[START Stored rows]

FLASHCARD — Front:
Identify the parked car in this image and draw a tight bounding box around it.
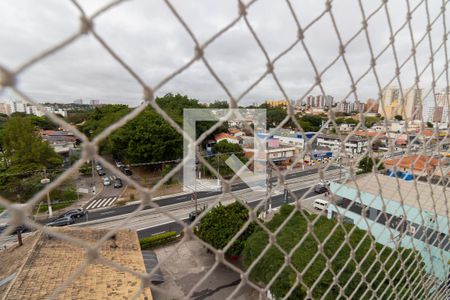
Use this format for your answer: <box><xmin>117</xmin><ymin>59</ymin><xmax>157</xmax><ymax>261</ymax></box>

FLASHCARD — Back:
<box><xmin>314</xmin><ymin>184</ymin><xmax>328</xmax><ymax>194</ymax></box>
<box><xmin>120</xmin><ymin>167</ymin><xmax>133</xmax><ymax>176</ymax></box>
<box><xmin>58</xmin><ymin>208</ymin><xmax>86</xmax><ymax>219</ymax></box>
<box><xmin>313</xmin><ymin>199</ymin><xmax>328</xmax><ymax>210</ymax></box>
<box><xmin>114</xmin><ymin>178</ymin><xmax>123</xmax><ymax>189</ymax></box>
<box><xmin>114</xmin><ymin>160</ymin><xmax>125</xmax><ymax>169</ymax></box>
<box><xmin>46</xmin><ymin>216</ymin><xmax>75</xmax><ymax>227</ymax></box>
<box><xmin>189</xmin><ymin>210</ymin><xmax>201</xmax><ymax>222</ymax></box>
<box><xmin>103</xmin><ymin>177</ymin><xmax>111</xmax><ymax>186</ymax></box>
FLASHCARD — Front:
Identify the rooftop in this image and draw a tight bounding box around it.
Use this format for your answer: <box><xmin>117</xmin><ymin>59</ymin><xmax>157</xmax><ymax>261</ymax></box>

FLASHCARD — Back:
<box><xmin>0</xmin><ymin>228</ymin><xmax>152</xmax><ymax>299</ymax></box>
<box><xmin>214</xmin><ymin>132</ymin><xmax>239</xmax><ymax>141</ymax></box>
<box><xmin>383</xmin><ymin>155</ymin><xmax>441</xmax><ymax>170</ymax></box>
<box><xmin>345</xmin><ymin>173</ymin><xmax>450</xmax><ymax>217</ymax></box>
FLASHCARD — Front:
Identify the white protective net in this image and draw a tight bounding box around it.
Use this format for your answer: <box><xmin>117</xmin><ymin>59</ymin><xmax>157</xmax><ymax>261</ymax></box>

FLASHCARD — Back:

[END Stored rows]

## Written exercise
State how many lines in the records above contain the word "image". Give only the number.

## Exercise output
3